>>>

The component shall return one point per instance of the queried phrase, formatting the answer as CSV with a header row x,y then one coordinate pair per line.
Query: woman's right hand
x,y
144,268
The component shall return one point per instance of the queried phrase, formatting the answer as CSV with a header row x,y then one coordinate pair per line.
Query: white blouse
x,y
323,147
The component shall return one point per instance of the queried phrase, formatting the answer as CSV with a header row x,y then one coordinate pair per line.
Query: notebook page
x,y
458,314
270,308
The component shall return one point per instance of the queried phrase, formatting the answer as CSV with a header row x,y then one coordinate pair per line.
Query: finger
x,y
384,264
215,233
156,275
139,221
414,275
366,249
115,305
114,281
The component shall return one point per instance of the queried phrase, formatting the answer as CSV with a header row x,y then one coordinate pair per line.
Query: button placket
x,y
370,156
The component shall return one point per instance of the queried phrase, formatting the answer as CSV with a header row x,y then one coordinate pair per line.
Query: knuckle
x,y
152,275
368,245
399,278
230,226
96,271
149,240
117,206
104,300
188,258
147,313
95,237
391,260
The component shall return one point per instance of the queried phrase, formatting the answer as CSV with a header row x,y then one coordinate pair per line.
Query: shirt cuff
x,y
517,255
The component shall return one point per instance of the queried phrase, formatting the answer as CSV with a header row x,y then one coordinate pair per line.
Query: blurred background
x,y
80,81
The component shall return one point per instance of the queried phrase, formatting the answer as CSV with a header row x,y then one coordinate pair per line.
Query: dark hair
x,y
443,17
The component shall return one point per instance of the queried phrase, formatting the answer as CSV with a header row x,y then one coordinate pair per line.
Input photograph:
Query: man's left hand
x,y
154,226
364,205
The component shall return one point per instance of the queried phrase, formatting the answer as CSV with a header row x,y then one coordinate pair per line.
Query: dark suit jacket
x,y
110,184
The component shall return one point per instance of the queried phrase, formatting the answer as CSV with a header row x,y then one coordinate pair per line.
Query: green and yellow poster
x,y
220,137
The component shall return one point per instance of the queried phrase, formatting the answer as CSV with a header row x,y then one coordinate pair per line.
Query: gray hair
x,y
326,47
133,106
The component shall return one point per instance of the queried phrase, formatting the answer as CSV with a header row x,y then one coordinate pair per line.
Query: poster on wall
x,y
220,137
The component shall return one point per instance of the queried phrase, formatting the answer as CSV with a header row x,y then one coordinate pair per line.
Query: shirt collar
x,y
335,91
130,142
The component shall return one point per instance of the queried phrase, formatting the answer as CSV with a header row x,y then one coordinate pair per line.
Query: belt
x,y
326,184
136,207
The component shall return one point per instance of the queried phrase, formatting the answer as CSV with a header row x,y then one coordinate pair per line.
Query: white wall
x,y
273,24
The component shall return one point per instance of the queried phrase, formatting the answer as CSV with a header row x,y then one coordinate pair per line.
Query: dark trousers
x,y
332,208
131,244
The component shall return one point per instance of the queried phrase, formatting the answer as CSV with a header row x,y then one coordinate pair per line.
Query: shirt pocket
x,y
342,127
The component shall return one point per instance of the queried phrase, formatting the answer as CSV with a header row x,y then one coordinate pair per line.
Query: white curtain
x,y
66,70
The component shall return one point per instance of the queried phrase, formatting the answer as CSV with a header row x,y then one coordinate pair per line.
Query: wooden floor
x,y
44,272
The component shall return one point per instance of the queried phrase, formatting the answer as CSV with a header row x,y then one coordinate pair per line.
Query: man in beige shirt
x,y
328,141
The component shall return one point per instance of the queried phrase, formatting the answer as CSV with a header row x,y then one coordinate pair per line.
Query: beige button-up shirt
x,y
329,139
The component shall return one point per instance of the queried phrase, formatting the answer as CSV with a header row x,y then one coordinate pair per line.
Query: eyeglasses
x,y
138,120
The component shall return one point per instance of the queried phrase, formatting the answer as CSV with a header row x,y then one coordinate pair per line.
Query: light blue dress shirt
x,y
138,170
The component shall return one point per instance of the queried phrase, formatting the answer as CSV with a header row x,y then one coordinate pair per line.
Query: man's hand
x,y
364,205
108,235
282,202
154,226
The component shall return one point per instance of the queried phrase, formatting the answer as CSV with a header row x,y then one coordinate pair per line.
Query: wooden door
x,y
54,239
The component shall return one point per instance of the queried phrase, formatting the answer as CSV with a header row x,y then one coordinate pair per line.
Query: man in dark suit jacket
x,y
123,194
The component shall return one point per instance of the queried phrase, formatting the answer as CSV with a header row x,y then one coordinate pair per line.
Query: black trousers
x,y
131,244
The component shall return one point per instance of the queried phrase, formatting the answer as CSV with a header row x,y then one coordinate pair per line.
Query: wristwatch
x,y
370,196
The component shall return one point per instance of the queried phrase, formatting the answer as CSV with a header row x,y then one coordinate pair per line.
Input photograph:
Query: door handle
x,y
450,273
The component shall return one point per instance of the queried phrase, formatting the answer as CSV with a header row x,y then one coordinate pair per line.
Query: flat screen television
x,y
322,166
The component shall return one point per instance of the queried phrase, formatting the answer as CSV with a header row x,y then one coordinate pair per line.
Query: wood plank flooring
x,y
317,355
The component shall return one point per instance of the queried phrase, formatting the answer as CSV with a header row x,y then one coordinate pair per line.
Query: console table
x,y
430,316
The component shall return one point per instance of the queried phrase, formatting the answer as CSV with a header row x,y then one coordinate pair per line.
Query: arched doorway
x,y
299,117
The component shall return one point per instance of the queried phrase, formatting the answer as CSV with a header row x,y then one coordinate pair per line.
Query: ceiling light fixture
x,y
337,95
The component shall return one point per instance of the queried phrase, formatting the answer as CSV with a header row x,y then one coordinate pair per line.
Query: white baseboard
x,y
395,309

<<<

Transcribe each entry precisely, missing none.

The component shall return one point per instance of the queried phrase, formatting the answer as CSV with a header row x,y then one coordinate pair per line.
Query: woman's right hand
x,y
144,268
The component shall return one point per instance of the queried phrase, formatting the answer as CSV with a header row x,y then one coordinate pair per line.
Query: white blouse
x,y
323,147
The component shall return one point per instance of the queried phrase, formatting the answer as CSV with a header row x,y then one coordinate pair per line.
Query: notebook page
x,y
458,314
270,308
The component shall return one point per instance of the queried phrase, formatting the answer as CSV with a header row x,y then one coordinate pair per line.
Query: finger
x,y
384,264
215,233
156,275
139,221
414,275
366,249
115,305
114,281
The component shall return one point per instance of the queried phrase, formatting the answer as CSV with a header row x,y then one coordinate pair per line.
Query: button placket
x,y
370,156
The component shall return one point per instance of the queried phrase, formatting the answer as CSV with a header row x,y then one coordinate pair per line.
Query: knuckle
x,y
152,275
368,245
399,278
230,226
96,271
149,240
117,206
104,300
188,258
147,313
95,237
391,260
The component shall return one point per instance of the queried phrase, formatting the answer as CSV with a header row x,y then one coordinate pair per line.
Query: shirt cuff
x,y
517,255
The component shall return one point per instance of the queried phrase, formatting the answer as CSV with a header row x,y then one coordinate pair per line.
Query: blurred background
x,y
80,81
The component shall return one point per instance of the queried phrase, formatting the answer as CSV with a header row x,y then one coordinate pair per line.
Query: dark hair
x,y
443,17
The component shall return one point per instance of the queried phrase, formatting the answer as CSV with a header row x,y then one coordinate pair per line.
Input photograph:
Query: man's left hand
x,y
154,226
364,205
The component shall return one point per instance of the queried phrase, formatting the answer as CSV with a header row x,y then one coordinate pair per line.
Query: dark suit jacket
x,y
110,184
The component shall return one point per instance of the queried phrase, formatting the answer as CSV with a header row x,y then one coordinate pair per line.
Query: green and yellow poster
x,y
220,137
The component shall return one point per instance of the queried phrase, formatting the answer as CSV with a header row x,y then one coordinate pair per line.
Query: gray hair
x,y
326,47
133,106
The component shall return one point per instance of the queried phrase, formatting the answer as CSV with a header row x,y then one coordinate pair per line.
Query: poster on wall
x,y
220,137
The component shall return one point per instance of the queried phrase, formatting the answer as CSV with a header row x,y then one coordinate pair per line.
Query: shirt collar
x,y
335,91
130,142
The component shall return one point per instance of the queried phrase, formatting the answer as CSV with a header row x,y then one coordinate pair per line.
Query: belt
x,y
326,184
136,207
The component shall return one point per instance of the queried phrase, formatting the answer as CSV with a header row x,y then one coordinate pair per line.
Query: white wall
x,y
273,24
The component shall return one point per instance of the queried phrase, formatting the answer as CSV with a header row x,y then one coordinate pair per line.
Query: dark trousers
x,y
332,208
131,244
The component shall return one point per instance of the queried phrase, formatting the answer as CSV with a header row x,y then one coordinate pair per line.
Query: shirt pocket
x,y
342,127
The component shall return one point per instance of the queried phrase, formatting the answer as CSV with a header row x,y then one coordinate pair per line.
Query: white curtain
x,y
66,70
The component shall return one point per instance of the queried phrase, formatting the answer as CSV with a header row x,y then one coordinate pair per line.
Query: wooden floor
x,y
44,272
The component shall return one point per instance of the queried phrase, formatting the answer as CSV with a header row x,y then one coordinate pair per line.
Query: man in beige shirt
x,y
328,141
The component shall return one point per instance of the queried phrase, formatting the answer as CSV with a header row x,y then one coordinate pair per line.
Query: beige button-up shirt
x,y
329,139
The component shall return one point per instance of the queried phrase, formatting the answer as CSV with a header row x,y then one coordinate pair per line.
Query: eyeglasses
x,y
138,120
The component shall return one point per instance of the queried phrase, formatting the answer as CSV with a header row x,y then one coordinate pair per line.
Query: light blue dress shirt
x,y
138,170
The component shall return one point per instance of the queried phrase, formatting the answer as CSV with a header row x,y then one coordinate pair per line.
Query: man's hand
x,y
364,205
108,235
282,202
154,226
The component shall return one point per instance of the queried phrase, formatting the answer as CSV with a header row x,y then one coordinate pair per line.
Query: wooden door
x,y
54,239
The component shall return one point per instance of the queried phrase, formatting the answer as CSV with a header row x,y then one coordinate pair per line.
Query: man in dark suit jacket
x,y
123,194
The component shall return one point per instance of the queried phrase, formatting the answer as CSV with a header row x,y then one coordinate pair per line.
Query: black trousers
x,y
131,244
The component shall return one point per instance of the queried phrase, formatting the answer as CSV with a header row x,y then one coordinate pair per line.
Query: wristwatch
x,y
370,196
The component shall return one point per instance of the queried phrase, formatting the answer as CSV with a header row x,y then one coordinate pair per line.
Input photograph:
Query: door handle
x,y
450,273
The component shall return one point per instance of the queried phrase, formatting the answer as CSV with a header row x,y then one coordinate pair per line.
Query: flat screen television
x,y
322,166
The component shall return one point per instance of the queried phrase, formatting the answer as CSV with a header row x,y then one coordinate pair per line.
Query: wood plank flooring
x,y
317,355
The component shall return one point per instance of the queried phrase, formatting the answer as CSV with a header row x,y then one coordinate pair per line.
Query: console table
x,y
430,316
The component shall return one point per instance of the queried phrase, formatting the answer as CSV with a header row x,y then one coordinate pair per line.
Query: arched doorway
x,y
299,117
The component shall return one point per instance of the queried phrase, formatting the answer as CSV with a header row x,y then one coordinate pair per line.
Query: ceiling light fixture
x,y
337,95
The component shall return one point per instance of the queried phrase, formatting the answer as CSV with a header row x,y then one coordinate pair per line.
Query: white baseboard
x,y
395,309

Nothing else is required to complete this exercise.